■ Problems and tasks:
• 1. In the photography statement, which city did the photographer choose to settle in?
• 2. Resume the photography statement after its final sentence, keeping its first-person voice.

■ Page extract:

I photograph feelings before I photograph places.
My work lives in the space between longing and connection — the moment before two people touch, the street that holds the memory of someone who is no longer there, the light that outlasts everything except the feeling it once illuminated.
I shoot on film because film remembers the way people do — imperfectly, emotionally, with grain and light that digital cannot replicate. There is a cinematic truth in analog photography that aligns with what I am always chasing: the feeling that a moment has always existed, and always will.
As a Korean-American raised in the United States, I have spent my life navigating the space between cultures, between belonging and searching. This sensibility shapes every image I make. Hong Kong, Seoul, Tokyo — these are Places where I see myself reflected in streets I was not born into but somehow recognize. Las Vegas, where I chose to plant myself, is a city of transience and light — a place where everyone is passing through, and connection becomes more urgent because of it.

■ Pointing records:
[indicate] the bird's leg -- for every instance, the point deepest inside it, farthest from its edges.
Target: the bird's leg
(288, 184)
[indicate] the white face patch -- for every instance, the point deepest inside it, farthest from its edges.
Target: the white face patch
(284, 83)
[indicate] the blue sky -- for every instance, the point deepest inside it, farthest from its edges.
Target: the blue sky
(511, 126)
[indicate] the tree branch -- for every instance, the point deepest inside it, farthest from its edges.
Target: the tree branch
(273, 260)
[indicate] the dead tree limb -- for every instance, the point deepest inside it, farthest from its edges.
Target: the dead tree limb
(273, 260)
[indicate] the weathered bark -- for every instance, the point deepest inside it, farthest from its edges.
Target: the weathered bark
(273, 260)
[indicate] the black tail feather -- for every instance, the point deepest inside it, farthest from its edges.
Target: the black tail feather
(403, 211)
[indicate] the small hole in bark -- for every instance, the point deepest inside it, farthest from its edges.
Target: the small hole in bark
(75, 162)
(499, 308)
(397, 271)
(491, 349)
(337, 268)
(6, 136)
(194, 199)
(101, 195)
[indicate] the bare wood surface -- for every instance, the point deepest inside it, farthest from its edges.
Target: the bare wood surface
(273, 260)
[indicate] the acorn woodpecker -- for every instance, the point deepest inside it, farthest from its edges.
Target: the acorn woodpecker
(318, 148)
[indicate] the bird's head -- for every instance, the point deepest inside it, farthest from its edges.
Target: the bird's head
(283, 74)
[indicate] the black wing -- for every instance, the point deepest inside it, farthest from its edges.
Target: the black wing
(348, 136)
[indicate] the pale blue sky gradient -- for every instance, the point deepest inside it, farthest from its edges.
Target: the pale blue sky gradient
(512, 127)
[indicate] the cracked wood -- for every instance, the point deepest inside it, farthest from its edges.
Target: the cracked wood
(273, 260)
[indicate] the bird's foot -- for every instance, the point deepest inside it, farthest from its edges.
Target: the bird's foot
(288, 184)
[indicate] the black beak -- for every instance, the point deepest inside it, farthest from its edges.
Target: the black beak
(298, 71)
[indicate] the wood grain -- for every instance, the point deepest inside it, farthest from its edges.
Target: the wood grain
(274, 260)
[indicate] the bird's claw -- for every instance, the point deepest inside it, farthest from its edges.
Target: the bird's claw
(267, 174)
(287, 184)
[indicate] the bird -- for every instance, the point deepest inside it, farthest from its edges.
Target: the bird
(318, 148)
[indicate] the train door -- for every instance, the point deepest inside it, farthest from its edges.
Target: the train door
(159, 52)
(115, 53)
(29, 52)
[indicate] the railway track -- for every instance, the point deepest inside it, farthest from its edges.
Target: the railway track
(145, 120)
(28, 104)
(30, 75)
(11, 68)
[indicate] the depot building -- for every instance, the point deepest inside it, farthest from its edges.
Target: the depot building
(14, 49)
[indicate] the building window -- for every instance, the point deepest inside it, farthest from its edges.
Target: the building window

■ Answers to the exercise:
• 1. Las Vegas.

• 2.
For twelve years I have danced tango — an art form built entirely on longing, melancholy and the search for connection between two people who are strangers until the music begins. Tango changed what I photograph. Tango changed what I see. I used to chase cities and light. Now I chase the moment just before connection — the held breath, the almost, the space between two people who were always going to find each other. My camera has become an extension of the embrace.
The story I tell across every image is the same one: hope and the meaning of connection. I want the person standing in front of my work to feel the longing to be closer to someone. To remember what it felt like to be held. To believe that somewhere, across a city they may never visit, someone is looking for them too.
That is what I am always photographing.
That is what film remembers.
That is what never leaves.
Thank you!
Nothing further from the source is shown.